--- Work to do ---
1. From the article on digital power control below, list the quantities that power-supply designers can typically monitor.
2. Continue the article on digital power control below, picking up after its final sentence.
— BEGIN Source extract —
Powerelectronics 1249 S

Digital Power Control Enables System Identification

Nov. 1, 2006
Despite obvious advantages over analog controllers, the limited power of today's digital controllers requires careful measuring techniques to accurately capture the real-time response of the control loop.

With digital supplies, the number of points that can be monitored and analyzed far surpasses the capabilities of analog including viewing values and parameters not available in analog supplies.

Typically, power-supply designers can monitor the output voltage, output current and error amp voltage. Sometimes, sense current also can be gauged. To know the actual transfer characteristics of the control loop, often referred to as system identification, the loop must be measured with a network analyzer or similar capable piece of external equipment. However, a network analyzer adds significant equipment and labor costs to the typical design cycle.
— END Source extract —
— BEGIN Raw records —
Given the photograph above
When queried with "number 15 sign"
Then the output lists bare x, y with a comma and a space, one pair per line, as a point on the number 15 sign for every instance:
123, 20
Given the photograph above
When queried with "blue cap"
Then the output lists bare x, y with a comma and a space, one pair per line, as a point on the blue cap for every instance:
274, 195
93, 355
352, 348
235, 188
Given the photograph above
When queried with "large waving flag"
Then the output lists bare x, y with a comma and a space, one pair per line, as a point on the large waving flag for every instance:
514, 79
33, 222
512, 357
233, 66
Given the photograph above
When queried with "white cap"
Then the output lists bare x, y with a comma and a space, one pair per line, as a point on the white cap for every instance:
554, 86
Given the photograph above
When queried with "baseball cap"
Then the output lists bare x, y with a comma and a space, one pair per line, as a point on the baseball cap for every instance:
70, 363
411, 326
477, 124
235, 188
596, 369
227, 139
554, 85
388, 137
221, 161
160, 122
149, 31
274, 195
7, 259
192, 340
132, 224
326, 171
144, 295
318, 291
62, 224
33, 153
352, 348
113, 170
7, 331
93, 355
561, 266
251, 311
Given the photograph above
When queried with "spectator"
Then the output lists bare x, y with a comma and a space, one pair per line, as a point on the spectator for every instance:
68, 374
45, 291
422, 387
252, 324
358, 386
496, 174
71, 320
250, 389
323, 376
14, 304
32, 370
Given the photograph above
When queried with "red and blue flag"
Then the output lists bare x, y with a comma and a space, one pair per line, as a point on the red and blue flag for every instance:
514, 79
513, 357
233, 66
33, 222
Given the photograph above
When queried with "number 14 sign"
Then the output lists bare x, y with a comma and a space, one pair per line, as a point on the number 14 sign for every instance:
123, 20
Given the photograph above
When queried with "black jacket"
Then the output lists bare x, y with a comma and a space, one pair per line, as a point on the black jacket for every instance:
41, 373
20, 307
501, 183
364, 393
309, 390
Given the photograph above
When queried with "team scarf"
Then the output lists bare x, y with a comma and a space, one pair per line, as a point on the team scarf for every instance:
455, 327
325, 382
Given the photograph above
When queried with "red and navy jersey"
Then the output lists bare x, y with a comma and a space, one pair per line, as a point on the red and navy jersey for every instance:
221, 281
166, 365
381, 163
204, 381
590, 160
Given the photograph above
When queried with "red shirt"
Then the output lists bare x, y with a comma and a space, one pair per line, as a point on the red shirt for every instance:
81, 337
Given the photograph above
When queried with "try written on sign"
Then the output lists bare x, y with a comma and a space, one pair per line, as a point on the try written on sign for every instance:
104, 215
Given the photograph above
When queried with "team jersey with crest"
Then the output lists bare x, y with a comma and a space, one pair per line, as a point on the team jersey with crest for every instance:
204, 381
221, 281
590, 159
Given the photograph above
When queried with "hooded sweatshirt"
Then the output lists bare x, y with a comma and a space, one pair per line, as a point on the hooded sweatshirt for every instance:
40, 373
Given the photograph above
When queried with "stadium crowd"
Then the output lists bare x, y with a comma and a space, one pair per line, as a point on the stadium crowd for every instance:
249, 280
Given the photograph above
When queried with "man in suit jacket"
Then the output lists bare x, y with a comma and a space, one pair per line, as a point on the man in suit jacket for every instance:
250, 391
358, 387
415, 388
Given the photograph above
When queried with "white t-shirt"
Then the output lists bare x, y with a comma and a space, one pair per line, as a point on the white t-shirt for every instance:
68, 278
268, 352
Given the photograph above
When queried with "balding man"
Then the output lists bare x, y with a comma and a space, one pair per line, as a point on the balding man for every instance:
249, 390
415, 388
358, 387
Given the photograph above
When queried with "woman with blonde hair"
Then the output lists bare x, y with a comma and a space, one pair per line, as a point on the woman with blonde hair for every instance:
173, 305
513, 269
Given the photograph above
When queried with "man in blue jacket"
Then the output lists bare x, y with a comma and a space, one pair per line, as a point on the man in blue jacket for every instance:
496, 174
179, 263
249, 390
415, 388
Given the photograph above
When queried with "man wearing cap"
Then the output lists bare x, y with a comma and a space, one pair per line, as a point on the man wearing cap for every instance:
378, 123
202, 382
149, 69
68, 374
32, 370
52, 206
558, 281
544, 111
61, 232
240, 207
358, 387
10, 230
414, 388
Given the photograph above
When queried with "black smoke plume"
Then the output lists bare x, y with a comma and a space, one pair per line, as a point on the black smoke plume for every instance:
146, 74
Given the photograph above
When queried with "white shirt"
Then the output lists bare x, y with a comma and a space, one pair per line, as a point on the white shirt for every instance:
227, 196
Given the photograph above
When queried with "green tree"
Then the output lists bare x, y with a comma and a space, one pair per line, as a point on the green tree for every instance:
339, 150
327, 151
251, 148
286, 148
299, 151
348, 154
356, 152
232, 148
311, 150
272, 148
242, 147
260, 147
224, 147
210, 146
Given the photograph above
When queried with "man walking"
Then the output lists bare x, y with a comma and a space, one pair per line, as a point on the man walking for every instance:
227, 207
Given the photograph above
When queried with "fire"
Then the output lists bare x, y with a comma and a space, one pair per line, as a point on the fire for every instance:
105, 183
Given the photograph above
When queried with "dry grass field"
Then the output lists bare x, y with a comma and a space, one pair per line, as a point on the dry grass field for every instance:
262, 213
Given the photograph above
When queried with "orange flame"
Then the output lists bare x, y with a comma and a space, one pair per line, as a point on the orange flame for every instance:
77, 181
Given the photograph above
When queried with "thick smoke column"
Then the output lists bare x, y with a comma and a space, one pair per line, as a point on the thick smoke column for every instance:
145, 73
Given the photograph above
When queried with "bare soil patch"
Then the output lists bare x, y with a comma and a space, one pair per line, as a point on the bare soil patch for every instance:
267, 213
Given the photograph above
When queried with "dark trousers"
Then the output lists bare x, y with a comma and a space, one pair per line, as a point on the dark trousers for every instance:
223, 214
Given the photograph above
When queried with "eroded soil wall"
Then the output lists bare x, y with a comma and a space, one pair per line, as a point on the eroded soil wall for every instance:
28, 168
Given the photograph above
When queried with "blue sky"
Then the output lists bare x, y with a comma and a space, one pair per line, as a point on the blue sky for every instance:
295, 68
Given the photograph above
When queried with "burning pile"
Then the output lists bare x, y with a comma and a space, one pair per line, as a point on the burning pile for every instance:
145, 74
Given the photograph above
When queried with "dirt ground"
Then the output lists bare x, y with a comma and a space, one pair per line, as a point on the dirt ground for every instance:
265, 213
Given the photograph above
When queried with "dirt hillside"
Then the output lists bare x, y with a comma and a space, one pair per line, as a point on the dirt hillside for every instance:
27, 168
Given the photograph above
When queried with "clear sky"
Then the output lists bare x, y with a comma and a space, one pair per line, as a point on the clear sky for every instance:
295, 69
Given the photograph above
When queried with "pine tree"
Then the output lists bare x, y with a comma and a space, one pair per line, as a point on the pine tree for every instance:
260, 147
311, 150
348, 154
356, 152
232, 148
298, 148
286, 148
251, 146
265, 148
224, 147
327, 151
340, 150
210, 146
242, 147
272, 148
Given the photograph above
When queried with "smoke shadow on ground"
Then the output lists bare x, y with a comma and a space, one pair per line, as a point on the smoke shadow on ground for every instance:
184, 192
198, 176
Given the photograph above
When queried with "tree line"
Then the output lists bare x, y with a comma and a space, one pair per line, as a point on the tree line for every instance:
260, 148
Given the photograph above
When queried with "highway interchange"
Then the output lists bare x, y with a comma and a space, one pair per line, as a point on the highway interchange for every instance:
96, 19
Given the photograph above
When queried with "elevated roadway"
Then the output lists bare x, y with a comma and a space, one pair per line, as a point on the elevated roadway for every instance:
— END Raw records —
--- Responses in order ---
1. Output voltage, output current, error amp voltage

2.
With the implementation of a digital controller, the designer has complete visibility into the entire control loop to measure frequency response in real time without the use of a network analyzer. The frequency response is communicated to a host system, such as a typical PC.

Digital Control

Silicon Laboratories' Si8250 digital power controller has a unique architecture that enables a digital control loop and a host of other capabilities. Fig. 1 shows the architecture of the Si8250, which includes a high-speed control processor and a system management processor.

The high-speed control processor runs at four discrete frequencies between 1.25 MHz and 10 MHz and is usually operated at 10x to 25x the switching frequency of the supply. For example, a 50-kHz PFC, 200-kHz full-bridge, 400-kHz POL, and 750-kHz to 1-MHz POL would use the 1.25-MHz, 2.5-MHz, 5-MHz and 10-MHz settings, respectively. This control processor includes a specialized DSP filter with which all of the loop compensation is accomplished.

The system management processor runs independently of the control processor and performs a variety of tasks. It is based on a Silicon Laboratories 8051 MCU core with 32 kbytes of Flash memory and a host of typical microcontroller-like peripherals. Additionally, it includes a 200-kHz auto-sequencing analog-to-digital converter (ADC).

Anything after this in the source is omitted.